*** Data to use ***

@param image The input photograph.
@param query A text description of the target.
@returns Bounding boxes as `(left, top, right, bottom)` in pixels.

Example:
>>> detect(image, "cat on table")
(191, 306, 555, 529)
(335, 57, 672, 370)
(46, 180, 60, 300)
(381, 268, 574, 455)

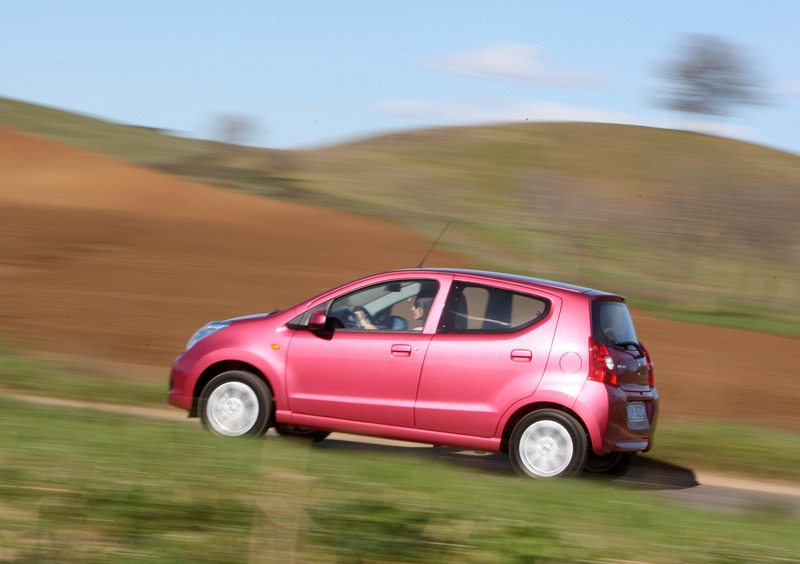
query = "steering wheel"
(349, 306, 378, 329)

*** End of Data to use ***

> [What you need to do] Return the lines above exactly; the images are not part of the copy.

> [Response for this exercise]
@param image The input photograph.
@param query A text description of the target.
@returns Bounding boxes as `(left, top, right, bottom)` in pixels.

Example:
>>> detect(image, "cat on table")
(191, 306, 555, 529)
(335, 57, 672, 370)
(46, 180, 60, 300)
(381, 268, 574, 455)

query = "steering wheel"
(349, 306, 378, 329)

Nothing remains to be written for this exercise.